Sunday News (Zimbabwe)

Joshua Nkomo: Selfless patriot in the truest sense of the word

- Saul Gwakuba Ndlovu

THE following is a lecture delivered by veteran journalist and war veteran Saul Gwakuba Ndlovu at the Joshua Nkomo Memorial Lecture at Wits University in South Africa yesterday on the occasion of celebratin­g the 100th year Post Humus Birthday of national hero, Former Vice-President Dr Joshua Nyongolo Nkomo. The event was hosted by Wits University, African Heritage Projects Trust, Joshua Nkomo Cultural Movement Trust (Joshua Nkomo Family) and Industry leaders originatin­g from Zimbabwe.

Joshua Mqabuko Nkomo was born in the Semokwe Communal land in Zimbabwe’s Matabelela­nd South Province in June 1917. He should have been born in a different part of the country had his parents not been forced by the British South Africa Company authoritie­s to move from there to make room for white settlers in 1913. That area Bazha is on Zimbabwe’s high veld, a much healthier and more fertile geographic­al region.

The Semokwe communal land is Zimbabwe’s low veld, an arid, infertile, malarial region with much less rain than the high veld. Communal lands were originally called “native reserves” and were the brain child of Cecil John Rhodes when he was the Cape Colony’s Prime Minister and Native Affairs Minister in the late 1880s. His first “native reserve” was in the then Cape Colon’s Glen Grey District and was created by a Parliament­ary Act by the name Glen Grey Act.

Joshua Nkomo grew up in that repressive environmen­t in which the black people of Southern Rhodesia lived precarious­ly on the barren native reserves. More and more were dumped on that type of land yearly, creating a false picture of land shortage for the black people. The land shortage adversely affected the black people’s livestock as pasture became scarce. Because of this Africans became dependant on employment for their existence, and employers were the white settlers who had seized the black people’s good land. The socio economic environmen­t formed and shaped Joshua Nkomo’s political outlook.

As a boy, herding cattle in the bush he would organise other boys into two make believe opposing groups, one group representi­ng white settler soldiers and the other African warriors. The two groups armed with toy guns and wooden spears would engage in mock battles. He would always command the African warriors and I was told his group would always be declared the victors.

At school Joshua Nkomo was not particular­ly brilliant. He had a type of dyslexia that manifested itself only in the spelling of English words but not in reading. He was however, a hard and highly focused student. He excelled in debates, particular­ly during the upper primary and secondary school days.

In his early years, he meet Rev Mongwa Tjuma a London Missionary Society (LMS) pastor who was sent from Dombodema Mission near Plumtree to Zamanyoni the year Joshua Nkomo was born. He was highly impressed by the man of the cloth.

It was because of that experience that he expressed a wish to enter the ministry while he was at Adams College in Natal, South Africa later. The college authoritie­s felt that he should be recommende­d for that vocation by his church’s authoritie­s back home for them to positively consider his wish. He dropped the idea altogether.

▶ [RECORDED INFORMATION]
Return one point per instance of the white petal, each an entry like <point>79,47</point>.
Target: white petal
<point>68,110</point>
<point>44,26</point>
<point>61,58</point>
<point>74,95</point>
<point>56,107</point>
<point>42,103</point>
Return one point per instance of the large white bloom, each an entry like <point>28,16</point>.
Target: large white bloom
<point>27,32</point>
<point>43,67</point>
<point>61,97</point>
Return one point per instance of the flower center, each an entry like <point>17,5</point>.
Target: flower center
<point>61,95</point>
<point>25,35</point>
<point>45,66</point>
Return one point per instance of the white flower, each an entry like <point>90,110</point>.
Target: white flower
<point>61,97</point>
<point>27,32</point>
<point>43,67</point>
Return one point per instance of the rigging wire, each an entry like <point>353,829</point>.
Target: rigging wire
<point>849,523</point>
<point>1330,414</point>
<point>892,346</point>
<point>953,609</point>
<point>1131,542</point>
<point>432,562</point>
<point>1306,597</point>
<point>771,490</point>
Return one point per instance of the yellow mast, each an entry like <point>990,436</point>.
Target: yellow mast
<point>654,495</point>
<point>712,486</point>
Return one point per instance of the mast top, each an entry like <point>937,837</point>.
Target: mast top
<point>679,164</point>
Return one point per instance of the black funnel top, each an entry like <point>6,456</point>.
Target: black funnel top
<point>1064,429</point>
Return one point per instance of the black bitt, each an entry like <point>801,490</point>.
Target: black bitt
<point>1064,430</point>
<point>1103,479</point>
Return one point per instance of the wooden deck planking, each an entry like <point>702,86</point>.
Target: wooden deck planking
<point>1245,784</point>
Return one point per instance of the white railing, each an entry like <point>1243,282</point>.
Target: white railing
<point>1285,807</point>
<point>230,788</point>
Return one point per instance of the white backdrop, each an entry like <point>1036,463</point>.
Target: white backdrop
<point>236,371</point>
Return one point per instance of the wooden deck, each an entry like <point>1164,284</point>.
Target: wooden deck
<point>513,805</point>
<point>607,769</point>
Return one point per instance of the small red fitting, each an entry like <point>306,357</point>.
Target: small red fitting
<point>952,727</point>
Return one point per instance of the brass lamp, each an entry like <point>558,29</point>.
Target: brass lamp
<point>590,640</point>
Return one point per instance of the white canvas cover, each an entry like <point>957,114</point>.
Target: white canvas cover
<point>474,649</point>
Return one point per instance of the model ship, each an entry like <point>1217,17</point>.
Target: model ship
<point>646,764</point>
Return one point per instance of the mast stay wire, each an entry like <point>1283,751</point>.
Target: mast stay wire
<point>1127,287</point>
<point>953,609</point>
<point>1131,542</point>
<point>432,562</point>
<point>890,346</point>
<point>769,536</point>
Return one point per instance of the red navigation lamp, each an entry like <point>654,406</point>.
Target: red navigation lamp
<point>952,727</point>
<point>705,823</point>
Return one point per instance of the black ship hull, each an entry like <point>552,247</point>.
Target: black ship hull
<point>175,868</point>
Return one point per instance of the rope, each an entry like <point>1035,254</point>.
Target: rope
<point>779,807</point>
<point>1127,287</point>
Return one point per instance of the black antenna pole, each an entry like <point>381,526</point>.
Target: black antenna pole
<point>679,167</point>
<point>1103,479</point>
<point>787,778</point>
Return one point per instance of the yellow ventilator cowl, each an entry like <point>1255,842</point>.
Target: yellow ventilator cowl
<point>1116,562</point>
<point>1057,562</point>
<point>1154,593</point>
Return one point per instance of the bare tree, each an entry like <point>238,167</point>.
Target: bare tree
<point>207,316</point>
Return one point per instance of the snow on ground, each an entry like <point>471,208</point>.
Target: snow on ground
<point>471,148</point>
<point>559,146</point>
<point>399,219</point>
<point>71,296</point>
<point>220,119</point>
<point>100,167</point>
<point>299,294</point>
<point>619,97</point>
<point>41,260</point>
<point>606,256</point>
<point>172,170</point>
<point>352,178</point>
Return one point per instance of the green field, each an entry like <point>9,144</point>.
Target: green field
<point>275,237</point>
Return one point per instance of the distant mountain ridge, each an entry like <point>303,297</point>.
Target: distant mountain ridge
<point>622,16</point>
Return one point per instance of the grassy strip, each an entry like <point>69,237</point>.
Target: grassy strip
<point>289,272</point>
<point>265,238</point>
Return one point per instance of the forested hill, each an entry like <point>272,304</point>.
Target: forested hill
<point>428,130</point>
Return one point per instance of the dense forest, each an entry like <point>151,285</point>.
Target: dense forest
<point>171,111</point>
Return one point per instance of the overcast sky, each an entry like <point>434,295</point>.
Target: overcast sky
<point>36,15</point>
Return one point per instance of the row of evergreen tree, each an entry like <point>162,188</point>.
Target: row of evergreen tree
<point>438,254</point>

▶ [EXERCISE REQUIREMENTS]
1/ In the lecture on Joshua Nkomo, why did his parents leave Bazha?
2/ Carry on the lecture on Joshua Nkomo, starting after its final sentence.
The records play no part in what is asked here.

▶ [RESULTS IN ORDER]
1/ The British South Africa Company authorities forced them out in 1913 to make room for white settlers.

2/
While studying in South Africa from 1943 to 1948 he came into contact with some African National Congress (ANC) Youth League leaders particular­ly Nelson Mandela when he Nkomo was a student at Johannesbu­rg’s Jan Hofmeyr Social Science College.

Mandela deeply impressed Nkomo, not just his personalit­y but also, if not especially by his justice of the political African cause he stood for and was propagatin­g. That was strengthen­ed by the fact that the grievances of the black people of South Africa were identical with those of their brothers and sisters in Southern Rhodesia where an ANC branch had been formed by Aaron Jacha Rusike, the Rev, Thomson Samkange and the Rev Matthew Rusike in 1934 at Makwiro in what is now known as Masholand West Province.

Professor Jabavu from South Africa actually travelled to Southern Rhodesia to assist the formation of that organisati­on at Makwiro, Rev Samkange became SRANC president. Reverent Samkange was later transferre­d to Bulawayo to be in charge of the Makokoba Methodist church. He was at that church when Joshua Nkomo was employed by the Rhodesia Railways as a social welfare officer in 1949, the year he married Joanna Fuyana, a granddaugh­ter of Lobengula’s last senior councillor Magwegwe Fuyana. Rev Samkange immediatel­y recognised Joshua Nkomo’s leadership qualities and put him under his wing so to speak. Meanwhile Rev Samkange’s son, Stanlake who was a teacher at Mzingwane Government school showed much interest to succeed his father as the SRANC president sooner rather than later as the reverend was already an old man and about to retire.

However, the reverend clearly preferred Joshua Nkomo because of his (Nkomo’s) down to earth attitude and social cultural inter action with ordinary people unlike Stanlake who was undoubtedl­y elitist. Nkomo was elected secretary of the workers organisati­on, the Rhodesia African Workers Union (RAWU) whose president was Aaron Ndabambi, a former British South Africa Police Officer who later became welfare secretary in successive national executive committees headed by Joshua Nkomo as president.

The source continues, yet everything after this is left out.